:: PROBLEM STATEMENT ::
Retype the entries below without any change.

(Natural-language object grounding data)
───

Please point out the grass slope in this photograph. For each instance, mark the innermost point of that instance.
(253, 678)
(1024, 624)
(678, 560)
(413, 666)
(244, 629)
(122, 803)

───

:: SOLVED EXERCISE ::
Please point out the grass slope in this photograph. For each instance, mark the innermost point of that instance.
(253, 678)
(1024, 624)
(678, 560)
(413, 666)
(244, 629)
(122, 803)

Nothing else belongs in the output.